(DATASET EXCERPTS):

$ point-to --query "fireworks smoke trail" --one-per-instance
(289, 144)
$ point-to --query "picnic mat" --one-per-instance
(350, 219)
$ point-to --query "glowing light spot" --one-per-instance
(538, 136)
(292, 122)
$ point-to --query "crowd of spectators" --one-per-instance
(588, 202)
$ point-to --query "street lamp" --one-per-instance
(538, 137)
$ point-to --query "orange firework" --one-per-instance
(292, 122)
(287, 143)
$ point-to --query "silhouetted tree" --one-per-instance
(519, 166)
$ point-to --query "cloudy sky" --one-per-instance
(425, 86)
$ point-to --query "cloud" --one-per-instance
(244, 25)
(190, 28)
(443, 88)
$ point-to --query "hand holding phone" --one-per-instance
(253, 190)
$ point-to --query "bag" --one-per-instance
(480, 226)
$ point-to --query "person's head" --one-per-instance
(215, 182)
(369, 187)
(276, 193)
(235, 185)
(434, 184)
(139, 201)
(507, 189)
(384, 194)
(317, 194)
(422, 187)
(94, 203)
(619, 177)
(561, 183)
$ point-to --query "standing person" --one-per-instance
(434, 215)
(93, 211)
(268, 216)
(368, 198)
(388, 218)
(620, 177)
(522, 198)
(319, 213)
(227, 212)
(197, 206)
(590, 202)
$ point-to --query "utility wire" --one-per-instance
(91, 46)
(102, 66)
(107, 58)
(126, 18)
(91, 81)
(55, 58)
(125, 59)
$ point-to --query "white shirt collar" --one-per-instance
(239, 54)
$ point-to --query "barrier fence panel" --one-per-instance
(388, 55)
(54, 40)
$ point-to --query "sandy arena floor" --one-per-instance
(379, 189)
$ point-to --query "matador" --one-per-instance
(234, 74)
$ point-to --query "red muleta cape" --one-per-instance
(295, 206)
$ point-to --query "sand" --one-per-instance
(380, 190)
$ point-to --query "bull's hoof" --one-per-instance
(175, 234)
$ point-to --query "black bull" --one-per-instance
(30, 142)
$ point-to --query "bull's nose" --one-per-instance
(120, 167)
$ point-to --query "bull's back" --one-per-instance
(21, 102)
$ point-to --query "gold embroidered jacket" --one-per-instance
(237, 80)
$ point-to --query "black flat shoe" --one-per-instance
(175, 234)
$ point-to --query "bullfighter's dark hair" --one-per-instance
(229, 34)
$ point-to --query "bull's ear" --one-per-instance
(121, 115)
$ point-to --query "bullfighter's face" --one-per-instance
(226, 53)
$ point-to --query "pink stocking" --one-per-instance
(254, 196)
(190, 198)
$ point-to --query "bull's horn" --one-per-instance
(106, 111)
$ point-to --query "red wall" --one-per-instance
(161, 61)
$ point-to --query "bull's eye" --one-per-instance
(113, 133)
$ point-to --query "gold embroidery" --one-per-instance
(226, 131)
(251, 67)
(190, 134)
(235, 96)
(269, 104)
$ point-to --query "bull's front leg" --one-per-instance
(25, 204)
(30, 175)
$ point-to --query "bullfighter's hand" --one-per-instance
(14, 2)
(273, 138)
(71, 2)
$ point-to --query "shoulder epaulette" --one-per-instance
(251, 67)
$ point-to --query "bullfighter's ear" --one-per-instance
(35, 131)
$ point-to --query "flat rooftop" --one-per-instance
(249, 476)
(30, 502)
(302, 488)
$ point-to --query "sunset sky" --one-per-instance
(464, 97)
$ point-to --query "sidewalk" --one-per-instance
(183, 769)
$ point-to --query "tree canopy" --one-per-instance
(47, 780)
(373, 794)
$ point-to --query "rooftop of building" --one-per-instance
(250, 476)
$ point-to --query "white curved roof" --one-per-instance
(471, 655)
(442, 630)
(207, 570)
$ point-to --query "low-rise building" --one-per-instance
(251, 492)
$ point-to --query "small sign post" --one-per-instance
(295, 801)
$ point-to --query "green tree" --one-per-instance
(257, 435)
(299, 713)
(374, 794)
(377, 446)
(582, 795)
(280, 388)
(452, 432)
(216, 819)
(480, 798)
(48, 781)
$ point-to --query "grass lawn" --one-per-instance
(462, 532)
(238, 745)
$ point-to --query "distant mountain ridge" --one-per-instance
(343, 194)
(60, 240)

(WHAT THE EXERCISE ASKS): Write out the complete listing above, exactly as it reads.

(OUTPUT BELOW):
$ point-to --query "fireworks smoke trail" --one-per-instance
(289, 144)
$ point-to --query "picnic mat" --one-per-instance
(350, 219)
$ point-to --query "glowing light spot" --one-per-instance
(538, 136)
(292, 122)
$ point-to --query "crowd of spectators" --one-per-instance
(588, 202)
$ point-to --query "street lamp" --one-per-instance
(538, 137)
$ point-to --query "orange firework" --one-per-instance
(292, 122)
(287, 143)
$ point-to --query "silhouetted tree" --one-per-instance
(519, 166)
$ point-to --query "cloudy sky" --one-per-instance
(425, 86)
$ point-to --query "cloud" --one-per-instance
(244, 25)
(190, 28)
(443, 88)
$ point-to --query "hand holding phone" --one-per-instance
(253, 190)
$ point-to --query "bag" --one-per-instance
(480, 226)
$ point-to --query "person's head" --one-per-instance
(215, 182)
(369, 187)
(276, 193)
(235, 185)
(434, 184)
(139, 201)
(507, 189)
(384, 194)
(317, 194)
(422, 187)
(94, 203)
(619, 177)
(561, 183)
$ point-to --query "standing person" --one-per-instance
(434, 215)
(93, 211)
(268, 216)
(368, 198)
(388, 218)
(620, 177)
(522, 198)
(319, 213)
(227, 212)
(197, 206)
(590, 202)
$ point-to --query "utility wire" --one-per-instance
(91, 46)
(102, 66)
(107, 58)
(126, 18)
(91, 81)
(55, 58)
(125, 59)
$ point-to --query "white shirt collar" --one-per-instance
(239, 54)
$ point-to --query "barrier fence panel" --one-per-instance
(388, 55)
(54, 40)
$ point-to --query "sandy arena floor" --one-per-instance
(379, 189)
$ point-to --query "matador" --one-per-instance
(234, 74)
$ point-to --query "red muleta cape" --one-per-instance
(295, 206)
$ point-to --query "sand" --one-per-instance
(380, 190)
$ point-to --query "bull's hoof" --one-per-instance
(175, 234)
$ point-to --query "black bull" --one-per-instance
(30, 142)
$ point-to --query "bull's nose" --one-per-instance
(120, 167)
$ point-to --query "bull's back" --one-per-instance
(21, 102)
$ point-to --query "gold embroidered jacket" --one-per-instance
(237, 80)
$ point-to --query "black flat shoe" --one-per-instance
(175, 234)
$ point-to --query "bullfighter's dark hair" --one-per-instance
(229, 34)
$ point-to --query "bull's ear" --one-per-instance
(121, 115)
$ point-to --query "bullfighter's face" --one-per-instance
(226, 53)
$ point-to --query "pink stocking" --one-per-instance
(254, 196)
(190, 198)
$ point-to --query "bull's horn" --one-per-instance
(106, 111)
$ point-to --query "red wall" --one-per-instance
(161, 61)
$ point-to --query "bull's eye" --one-per-instance
(113, 133)
$ point-to --query "gold embroidery" --one-per-instance
(226, 131)
(251, 67)
(190, 134)
(235, 96)
(269, 104)
$ point-to --query "bull's front leg" --one-per-instance
(25, 204)
(30, 175)
$ point-to --query "bullfighter's hand" --one-per-instance
(14, 2)
(273, 138)
(71, 2)
$ point-to --query "shoulder epaulette" --one-per-instance
(251, 67)
$ point-to --query "bullfighter's ear" --one-per-instance
(35, 131)
$ point-to --query "flat rooftop" --one-per-instance
(249, 476)
(30, 502)
(302, 488)
$ point-to --query "sunset sky" --one-per-instance
(464, 97)
$ point-to --query "sidewalk" --one-per-instance
(183, 769)
$ point-to --query "tree canopy" --one-per-instance
(47, 780)
(373, 794)
$ point-to --query "rooftop of building" --one-per-instance
(250, 476)
$ point-to --query "white curved roof" --one-per-instance
(471, 655)
(442, 630)
(207, 570)
$ point-to --query "low-rise building" --one-per-instance
(251, 492)
$ point-to --query "small sign post" --one-per-instance
(295, 801)
$ point-to --query "green tree" --one-per-instance
(257, 435)
(299, 713)
(374, 794)
(377, 446)
(582, 795)
(280, 388)
(452, 432)
(216, 819)
(480, 798)
(48, 781)
$ point-to --query "grass lawn" --one-per-instance
(462, 532)
(238, 745)
$ point-to --query "distant mountain ridge" --one-per-instance
(343, 194)
(60, 240)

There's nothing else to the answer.